*Excerpted data*
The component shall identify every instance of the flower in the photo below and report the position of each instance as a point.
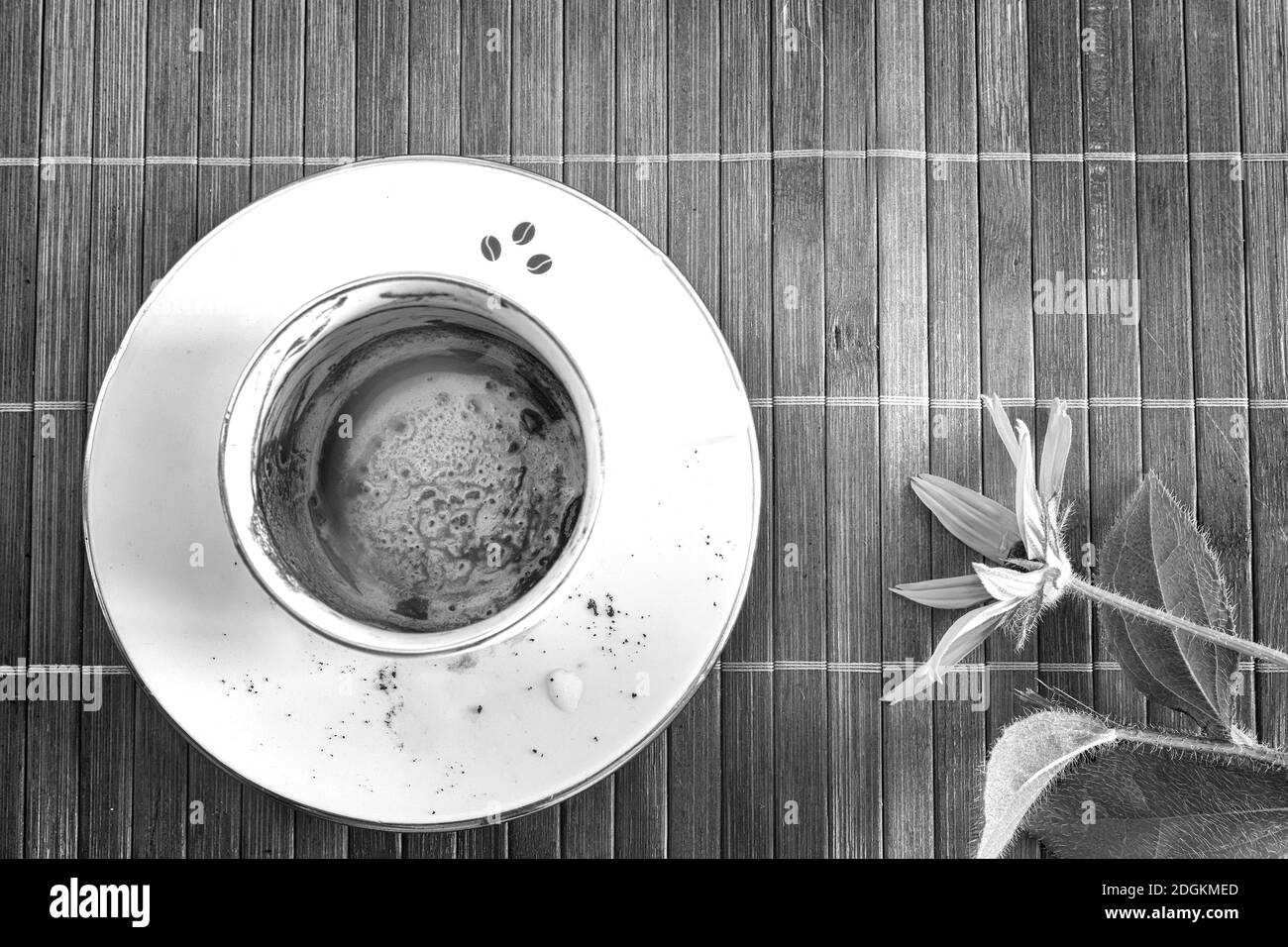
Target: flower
(1033, 569)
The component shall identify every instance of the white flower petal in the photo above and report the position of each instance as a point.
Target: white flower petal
(1028, 506)
(1004, 425)
(961, 639)
(958, 591)
(1055, 450)
(983, 525)
(1010, 585)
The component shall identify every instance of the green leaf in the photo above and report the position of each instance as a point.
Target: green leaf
(1153, 795)
(1157, 556)
(1028, 758)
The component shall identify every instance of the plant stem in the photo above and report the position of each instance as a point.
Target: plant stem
(1158, 616)
(1176, 741)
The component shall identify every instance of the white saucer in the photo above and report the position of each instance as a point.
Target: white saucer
(426, 741)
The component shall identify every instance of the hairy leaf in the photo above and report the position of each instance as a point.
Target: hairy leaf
(1157, 556)
(1150, 795)
(1029, 755)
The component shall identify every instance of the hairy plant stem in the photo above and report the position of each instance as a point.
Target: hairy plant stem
(1138, 609)
(1177, 741)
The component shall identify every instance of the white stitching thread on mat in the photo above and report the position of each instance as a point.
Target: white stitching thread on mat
(677, 158)
(751, 668)
(867, 401)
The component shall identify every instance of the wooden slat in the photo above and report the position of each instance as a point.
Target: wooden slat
(800, 454)
(694, 228)
(20, 138)
(1060, 339)
(907, 745)
(223, 131)
(746, 303)
(168, 228)
(587, 819)
(1163, 234)
(640, 802)
(434, 128)
(382, 124)
(330, 88)
(484, 133)
(434, 88)
(853, 436)
(536, 131)
(1005, 291)
(116, 290)
(952, 237)
(1113, 348)
(62, 329)
(1220, 313)
(277, 131)
(1262, 44)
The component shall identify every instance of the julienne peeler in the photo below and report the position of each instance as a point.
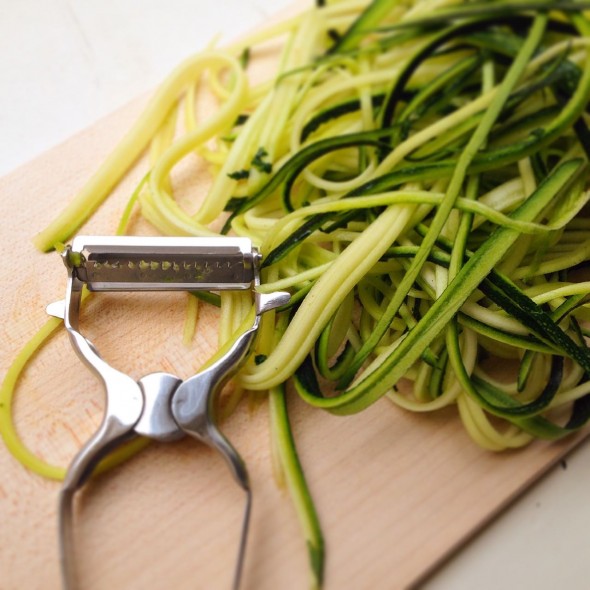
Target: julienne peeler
(159, 406)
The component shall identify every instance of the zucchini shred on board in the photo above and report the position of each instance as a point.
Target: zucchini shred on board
(416, 176)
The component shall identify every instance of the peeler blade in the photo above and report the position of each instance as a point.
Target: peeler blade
(132, 263)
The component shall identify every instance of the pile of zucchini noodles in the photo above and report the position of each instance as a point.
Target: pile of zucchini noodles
(415, 174)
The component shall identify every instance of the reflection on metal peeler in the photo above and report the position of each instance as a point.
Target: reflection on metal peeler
(160, 405)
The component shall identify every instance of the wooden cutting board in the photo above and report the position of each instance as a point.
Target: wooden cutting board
(396, 492)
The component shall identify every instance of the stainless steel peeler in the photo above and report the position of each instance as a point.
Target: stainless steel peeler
(160, 406)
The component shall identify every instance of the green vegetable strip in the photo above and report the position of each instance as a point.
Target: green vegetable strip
(296, 484)
(456, 183)
(423, 216)
(391, 369)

*What needs to be done*
Copy out all the data without changing anything, and drop the pictures.

*Written response*
The component shall identify every instance of the flower in the photo below and report the position of each instance as a point.
Target: flower
(1033, 569)
The component shall identify every instance of the white flower petal in the photo above and report the position of each instance as a point.
Target: white flower petal
(1028, 506)
(1004, 425)
(961, 639)
(958, 591)
(1055, 450)
(983, 525)
(1010, 585)
The component shall identify every instance of the green leaf in the photo above and report the position of each instance as a point.
Target: green leaf
(1153, 795)
(1157, 556)
(1028, 758)
The component shall identify every instance of the plant stem in the photo above and report the position of each instance as a point.
Target: plant stem
(1158, 616)
(1176, 741)
The component shall identify every instance of the white saucer in the photo above and report the position of each instance as a point.
Target: white saucer
(426, 741)
The component shall identify every instance of the hairy leaf in the photo above and report the position of each instance as a point.
Target: hairy leaf
(1157, 556)
(1150, 795)
(1029, 755)
The component shall identify every instance of the hairy plant stem in the photo above and report the position of each instance as a point.
Target: hairy plant stem
(1138, 609)
(1177, 741)
The component shall identify every instance of the white stitching thread on mat in the photo above and report the position of each instance as a point.
Target: white stitching thread on mat
(677, 158)
(751, 668)
(867, 401)
The component shall identify every instance of the wooden slat in the photo above and report the position of each instance as a point.
Target: wooden slat
(800, 454)
(694, 228)
(20, 138)
(1060, 339)
(907, 745)
(223, 131)
(746, 303)
(168, 228)
(587, 819)
(1163, 234)
(640, 802)
(434, 128)
(382, 124)
(330, 88)
(484, 133)
(434, 88)
(853, 436)
(536, 131)
(1005, 291)
(116, 290)
(952, 237)
(1113, 348)
(62, 329)
(1220, 313)
(277, 131)
(1262, 44)
The component shall identify every instance of the julienne peeler in the photo below and report the position of each instance as a point.
Target: julienne peeler
(159, 406)
The component shall identify every instance of the zucchini shred on board in the photo above and report the position of each instance as a point.
Target: zucchini shred on board
(416, 176)
The component shall identify every instance of the peeler blade in the photo above and report the position of each instance as a point.
Target: peeler blade
(132, 263)
The component shall identify every instance of the pile of zucchini noodles in the photo above and report the position of each instance as a point.
Target: pile of zucchini noodles
(415, 174)
The component shall identify every instance of the reflection on metal peeler in the photo above and report the position of each instance as a point.
Target: reflection on metal peeler
(160, 405)
The component shall identify every instance of the wooden cutting board in the photo above and report the position of each instance as a point.
Target: wooden cutting board
(396, 492)
The component shall identify every instance of the stainless steel peeler in the photo above and report the position of each instance as a point.
Target: stainless steel peeler
(160, 406)
The component shall identify every instance of the green vegetable strip in the photo above and report the position of each instance as a point.
Target: green vegetable strip
(296, 484)
(456, 183)
(423, 216)
(391, 369)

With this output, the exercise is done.